» DIRECTIONS FOR THIS TASK: Please revise the records below so that every "pixel coordinates" becomes "image coordinates" and nothing else changes, and leave the pictures out of your answer.
•••
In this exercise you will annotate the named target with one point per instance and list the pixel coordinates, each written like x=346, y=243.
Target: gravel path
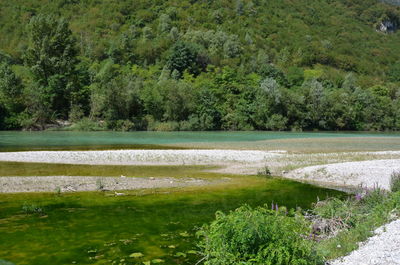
x=366, y=173
x=381, y=249
x=141, y=157
x=78, y=183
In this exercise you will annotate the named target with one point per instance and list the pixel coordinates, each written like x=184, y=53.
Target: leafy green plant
x=395, y=182
x=265, y=172
x=99, y=184
x=32, y=209
x=258, y=236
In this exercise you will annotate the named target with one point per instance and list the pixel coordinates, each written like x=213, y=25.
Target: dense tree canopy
x=200, y=65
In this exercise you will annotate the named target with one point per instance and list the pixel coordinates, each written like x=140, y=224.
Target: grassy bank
x=272, y=234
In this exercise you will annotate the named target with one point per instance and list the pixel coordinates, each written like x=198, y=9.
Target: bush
x=395, y=182
x=86, y=124
x=32, y=209
x=258, y=236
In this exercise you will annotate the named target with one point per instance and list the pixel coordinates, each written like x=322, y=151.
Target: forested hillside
x=200, y=65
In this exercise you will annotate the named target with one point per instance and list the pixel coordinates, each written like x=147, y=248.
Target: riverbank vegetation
x=275, y=235
x=246, y=65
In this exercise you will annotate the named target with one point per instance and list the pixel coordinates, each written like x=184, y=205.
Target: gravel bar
x=81, y=183
x=381, y=249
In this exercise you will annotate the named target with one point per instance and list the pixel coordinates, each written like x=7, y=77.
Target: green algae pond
x=156, y=226
x=146, y=226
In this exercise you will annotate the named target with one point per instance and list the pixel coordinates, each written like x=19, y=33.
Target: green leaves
x=257, y=236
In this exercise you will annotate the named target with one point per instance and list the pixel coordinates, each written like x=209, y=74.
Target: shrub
x=265, y=172
x=86, y=124
x=395, y=182
x=32, y=209
x=258, y=236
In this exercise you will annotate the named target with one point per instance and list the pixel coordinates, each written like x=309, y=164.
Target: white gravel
•••
» EXERCISE RESPONSE:
In this exercise you will annotate the named target with one point per instance and list the image coordinates, each written like x=346, y=243.
Target: gravel path
x=366, y=173
x=381, y=249
x=141, y=157
x=78, y=183
In this exercise you will annotate the named target with one point per instance and list the image coordinates, each written like x=184, y=53.
Target: leafy green plant
x=395, y=182
x=265, y=172
x=99, y=184
x=32, y=209
x=258, y=236
In this exercise you will annotate the named target with one point per instance and list the image coordinates, each written like x=213, y=25.
Target: dense tree canopy
x=200, y=65
In this exercise you will annotate the named target with one point per instance and list the image coordinates, each written like x=140, y=224.
Target: grassy bank
x=272, y=234
In this exercise you will annotate the named target with one point per instance and list the image coordinates, each written like x=198, y=9.
Target: bush
x=395, y=182
x=86, y=124
x=32, y=209
x=258, y=236
In this exercise you will annotate the named target with one point per instance and list the image coordinates, each written like x=322, y=151.
Target: forested hillside
x=200, y=65
In this exercise you will annotate the named target with one point per instance and list the image coordinates, each written like x=147, y=248.
Target: riverbank vegetation
x=275, y=235
x=246, y=65
In this exercise you will annotate the named target with one point per instance and list the image coordinates, each written like x=184, y=205.
Target: gravel bar
x=81, y=183
x=381, y=249
In this exercise you will annotate the named target with one point per instance and list the image coordinates, each written like x=7, y=77.
Target: green algae pond
x=156, y=226
x=146, y=226
In this exercise you will annotate the named target with one point per instance and list the image coordinates, each written like x=19, y=33.
Target: green leaves
x=257, y=236
In this exercise you will annotate the named target with one point per instance and list the image coordinates, each written like x=209, y=74.
Target: shrub
x=265, y=172
x=86, y=124
x=395, y=182
x=32, y=209
x=258, y=236
In this exercise you will annotate the named target with one point per instance and list the image coordinates, each written like x=309, y=164.
Target: white gravel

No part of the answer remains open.